[start Given passage]
Lots of AMD GPUs will then be sold on the second-hand market, also putting pressure on the prices of new GPUs.
Remember when advertisements for graphics cards talked about what the card could show you rather than how many transistors it had and the processor speed?
What I want to know about a new card is what picture it can put out and to how many monitors of what connection type.
This sounds more like it's advertising a CPU than a graphics card.
That's not a "Consumer Graphics Card". That's a gaming enthusiast card. Consumer cards top out at $150 or so, and do not draw 210W. Hell, most "Consumer Grade" PCs don't even have 8GB of RAM.
General Relativity: Space-time tells matter where to go; Matter tells space-time what shape to be.
The power supply alone makes me think it is
Ive always wondered why spend as much if not more on a PC graphics card as a complete game system will cost (Xbox PlayStation...ect)? I can understand people who do a lot of video rendering and such, but it seems silly to spend that much for gaming with the dedicated systems being cheaper.
also $550 THREADRIPPER quad channel ram and 64 pci-e intel can't touch that.
[end Given passage]
[start Given entries]
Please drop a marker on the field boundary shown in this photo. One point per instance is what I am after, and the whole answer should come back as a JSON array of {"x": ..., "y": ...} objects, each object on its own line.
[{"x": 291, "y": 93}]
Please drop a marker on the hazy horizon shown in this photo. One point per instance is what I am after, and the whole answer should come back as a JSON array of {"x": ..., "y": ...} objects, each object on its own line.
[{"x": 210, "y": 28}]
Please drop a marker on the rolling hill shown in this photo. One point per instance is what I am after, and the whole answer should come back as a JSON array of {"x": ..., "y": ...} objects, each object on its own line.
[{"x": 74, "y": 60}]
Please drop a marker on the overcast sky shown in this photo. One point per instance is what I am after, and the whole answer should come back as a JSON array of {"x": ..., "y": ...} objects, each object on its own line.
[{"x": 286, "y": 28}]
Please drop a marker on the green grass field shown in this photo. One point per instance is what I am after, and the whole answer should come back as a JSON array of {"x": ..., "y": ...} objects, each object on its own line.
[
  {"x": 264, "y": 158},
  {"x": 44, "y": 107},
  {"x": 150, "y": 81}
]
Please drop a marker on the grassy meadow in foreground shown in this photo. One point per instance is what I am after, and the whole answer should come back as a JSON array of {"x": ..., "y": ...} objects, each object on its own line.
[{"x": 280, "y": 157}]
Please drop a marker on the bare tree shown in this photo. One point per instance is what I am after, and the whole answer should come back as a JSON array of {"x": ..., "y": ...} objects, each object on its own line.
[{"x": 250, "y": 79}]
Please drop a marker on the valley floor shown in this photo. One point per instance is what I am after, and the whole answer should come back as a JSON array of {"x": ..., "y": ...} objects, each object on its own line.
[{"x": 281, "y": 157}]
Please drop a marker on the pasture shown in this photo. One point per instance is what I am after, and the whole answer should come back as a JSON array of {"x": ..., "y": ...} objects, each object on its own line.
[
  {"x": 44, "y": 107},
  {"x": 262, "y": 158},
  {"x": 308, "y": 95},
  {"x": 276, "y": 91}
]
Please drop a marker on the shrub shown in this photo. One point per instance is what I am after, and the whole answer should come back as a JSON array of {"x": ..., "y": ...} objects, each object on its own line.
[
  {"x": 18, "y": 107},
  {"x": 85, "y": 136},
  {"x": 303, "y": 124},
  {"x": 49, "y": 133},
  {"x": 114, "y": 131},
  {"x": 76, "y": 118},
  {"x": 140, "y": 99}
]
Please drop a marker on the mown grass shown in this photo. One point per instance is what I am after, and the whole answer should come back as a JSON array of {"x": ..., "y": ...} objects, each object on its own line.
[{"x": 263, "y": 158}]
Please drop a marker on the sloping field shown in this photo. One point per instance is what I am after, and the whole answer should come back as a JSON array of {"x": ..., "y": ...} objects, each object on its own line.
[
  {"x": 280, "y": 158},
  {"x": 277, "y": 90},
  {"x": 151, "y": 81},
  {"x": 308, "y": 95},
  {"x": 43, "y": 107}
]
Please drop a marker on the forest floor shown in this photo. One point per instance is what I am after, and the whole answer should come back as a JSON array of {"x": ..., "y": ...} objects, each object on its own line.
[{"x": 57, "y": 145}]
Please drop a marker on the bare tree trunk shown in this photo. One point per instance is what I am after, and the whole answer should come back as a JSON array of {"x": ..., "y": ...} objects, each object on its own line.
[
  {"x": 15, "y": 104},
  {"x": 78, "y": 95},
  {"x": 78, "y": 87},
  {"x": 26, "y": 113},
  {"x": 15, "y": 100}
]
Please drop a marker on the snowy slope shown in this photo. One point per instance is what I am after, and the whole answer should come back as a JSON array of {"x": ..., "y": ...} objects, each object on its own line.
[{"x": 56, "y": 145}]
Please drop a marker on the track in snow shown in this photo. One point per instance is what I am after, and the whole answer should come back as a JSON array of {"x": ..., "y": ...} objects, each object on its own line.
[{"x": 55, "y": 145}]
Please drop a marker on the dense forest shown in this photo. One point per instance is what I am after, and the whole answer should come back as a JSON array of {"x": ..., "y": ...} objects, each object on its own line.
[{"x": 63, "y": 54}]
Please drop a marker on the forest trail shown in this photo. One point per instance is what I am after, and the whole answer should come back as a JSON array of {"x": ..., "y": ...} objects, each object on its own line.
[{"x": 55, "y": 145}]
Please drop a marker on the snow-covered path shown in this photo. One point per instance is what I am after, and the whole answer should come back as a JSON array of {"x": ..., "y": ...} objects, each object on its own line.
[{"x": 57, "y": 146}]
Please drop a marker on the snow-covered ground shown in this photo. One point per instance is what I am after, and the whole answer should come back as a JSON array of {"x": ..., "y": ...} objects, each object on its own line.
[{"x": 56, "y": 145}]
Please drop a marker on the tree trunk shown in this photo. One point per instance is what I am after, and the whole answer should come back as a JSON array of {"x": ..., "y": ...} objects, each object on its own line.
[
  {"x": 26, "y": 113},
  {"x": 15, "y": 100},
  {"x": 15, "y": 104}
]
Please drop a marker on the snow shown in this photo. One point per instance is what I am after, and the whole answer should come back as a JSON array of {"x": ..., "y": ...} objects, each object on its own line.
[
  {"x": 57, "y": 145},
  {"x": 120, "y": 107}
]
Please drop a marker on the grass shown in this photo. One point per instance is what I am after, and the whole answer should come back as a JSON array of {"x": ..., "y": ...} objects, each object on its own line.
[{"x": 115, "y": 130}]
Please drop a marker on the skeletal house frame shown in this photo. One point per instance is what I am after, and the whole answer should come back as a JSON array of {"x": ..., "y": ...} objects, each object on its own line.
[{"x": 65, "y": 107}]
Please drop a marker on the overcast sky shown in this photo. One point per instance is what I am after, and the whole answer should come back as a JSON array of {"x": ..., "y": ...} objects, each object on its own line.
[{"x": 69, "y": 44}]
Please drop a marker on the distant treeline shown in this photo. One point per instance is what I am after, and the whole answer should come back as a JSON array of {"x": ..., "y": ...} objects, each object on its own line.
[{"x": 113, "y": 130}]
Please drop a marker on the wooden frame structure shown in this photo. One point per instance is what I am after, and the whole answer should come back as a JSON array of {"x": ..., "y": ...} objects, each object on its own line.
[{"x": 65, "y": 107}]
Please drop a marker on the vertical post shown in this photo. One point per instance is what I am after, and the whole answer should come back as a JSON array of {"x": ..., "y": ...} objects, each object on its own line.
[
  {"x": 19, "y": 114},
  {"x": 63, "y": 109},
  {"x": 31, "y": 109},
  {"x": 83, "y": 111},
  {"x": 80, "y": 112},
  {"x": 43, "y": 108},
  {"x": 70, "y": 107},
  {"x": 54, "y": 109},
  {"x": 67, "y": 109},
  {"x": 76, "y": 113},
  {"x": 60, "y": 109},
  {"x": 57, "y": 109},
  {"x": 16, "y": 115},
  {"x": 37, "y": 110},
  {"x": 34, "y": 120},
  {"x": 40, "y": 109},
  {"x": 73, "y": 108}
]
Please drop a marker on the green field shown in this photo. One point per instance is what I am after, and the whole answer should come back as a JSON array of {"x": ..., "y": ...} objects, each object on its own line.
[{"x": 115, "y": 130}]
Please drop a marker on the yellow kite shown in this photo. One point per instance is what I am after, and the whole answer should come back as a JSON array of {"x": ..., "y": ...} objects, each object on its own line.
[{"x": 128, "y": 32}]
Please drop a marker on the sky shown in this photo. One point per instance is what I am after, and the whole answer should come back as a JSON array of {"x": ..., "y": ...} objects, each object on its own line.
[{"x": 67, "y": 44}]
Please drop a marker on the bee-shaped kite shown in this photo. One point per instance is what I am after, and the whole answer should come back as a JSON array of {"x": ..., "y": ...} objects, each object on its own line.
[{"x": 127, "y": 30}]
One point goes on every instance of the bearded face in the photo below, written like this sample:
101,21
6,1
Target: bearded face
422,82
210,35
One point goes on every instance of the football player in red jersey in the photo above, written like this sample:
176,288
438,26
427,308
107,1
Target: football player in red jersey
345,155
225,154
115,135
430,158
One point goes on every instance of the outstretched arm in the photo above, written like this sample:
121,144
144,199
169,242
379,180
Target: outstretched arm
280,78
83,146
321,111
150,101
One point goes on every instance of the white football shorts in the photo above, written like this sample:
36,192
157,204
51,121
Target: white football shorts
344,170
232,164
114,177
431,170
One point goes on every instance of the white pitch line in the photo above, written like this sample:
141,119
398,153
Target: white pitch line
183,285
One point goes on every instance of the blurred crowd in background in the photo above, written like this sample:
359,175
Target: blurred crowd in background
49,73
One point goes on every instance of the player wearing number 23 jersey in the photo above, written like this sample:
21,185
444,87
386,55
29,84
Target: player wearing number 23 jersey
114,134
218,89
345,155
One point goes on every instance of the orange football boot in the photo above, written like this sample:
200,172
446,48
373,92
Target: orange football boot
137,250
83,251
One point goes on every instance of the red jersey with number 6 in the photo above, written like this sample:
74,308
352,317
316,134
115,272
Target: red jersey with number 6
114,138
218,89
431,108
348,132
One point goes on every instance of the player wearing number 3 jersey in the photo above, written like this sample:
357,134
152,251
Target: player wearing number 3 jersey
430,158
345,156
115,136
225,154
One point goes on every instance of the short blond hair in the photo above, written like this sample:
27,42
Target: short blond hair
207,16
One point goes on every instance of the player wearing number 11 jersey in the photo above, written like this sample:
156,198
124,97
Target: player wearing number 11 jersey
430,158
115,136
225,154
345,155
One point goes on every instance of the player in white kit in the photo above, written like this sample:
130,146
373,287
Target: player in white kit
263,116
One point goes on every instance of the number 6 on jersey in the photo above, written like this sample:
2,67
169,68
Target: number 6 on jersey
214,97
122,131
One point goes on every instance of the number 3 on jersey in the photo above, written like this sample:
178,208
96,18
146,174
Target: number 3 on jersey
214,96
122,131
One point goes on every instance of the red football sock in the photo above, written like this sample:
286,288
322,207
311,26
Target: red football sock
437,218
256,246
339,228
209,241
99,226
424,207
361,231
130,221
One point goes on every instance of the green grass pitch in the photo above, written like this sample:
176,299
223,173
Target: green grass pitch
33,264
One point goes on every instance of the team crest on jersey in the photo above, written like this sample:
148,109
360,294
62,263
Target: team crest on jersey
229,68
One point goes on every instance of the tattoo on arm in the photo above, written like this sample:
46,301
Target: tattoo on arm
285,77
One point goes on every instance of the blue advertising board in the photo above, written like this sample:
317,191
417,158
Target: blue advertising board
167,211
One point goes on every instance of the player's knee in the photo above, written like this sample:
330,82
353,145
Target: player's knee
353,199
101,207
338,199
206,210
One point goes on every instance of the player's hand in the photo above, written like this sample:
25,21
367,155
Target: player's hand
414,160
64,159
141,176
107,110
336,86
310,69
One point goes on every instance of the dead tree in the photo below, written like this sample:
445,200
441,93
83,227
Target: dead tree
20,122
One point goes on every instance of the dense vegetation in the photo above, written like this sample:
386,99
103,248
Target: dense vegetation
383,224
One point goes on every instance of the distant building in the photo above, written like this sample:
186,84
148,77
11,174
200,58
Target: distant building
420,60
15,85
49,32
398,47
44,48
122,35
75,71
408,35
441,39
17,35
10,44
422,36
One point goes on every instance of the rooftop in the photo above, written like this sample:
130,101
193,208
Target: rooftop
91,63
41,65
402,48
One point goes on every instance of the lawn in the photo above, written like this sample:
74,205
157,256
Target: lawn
[end Given entries]
# [Work to be completed]
Transcribe the graphics card comments, starting at the words "That's not a" and stopping after the words "8GB of RAM.". The rows have nothing to do with the graphics card comments.

# [Exercise answer]
That's not a "Consumer Graphics Card". That's a gaming enthusiast card. Consumer cards top out at $150 or so, and do not draw 210W. Hell, most "Consumer Grade" PCs don't even have 8GB of RAM.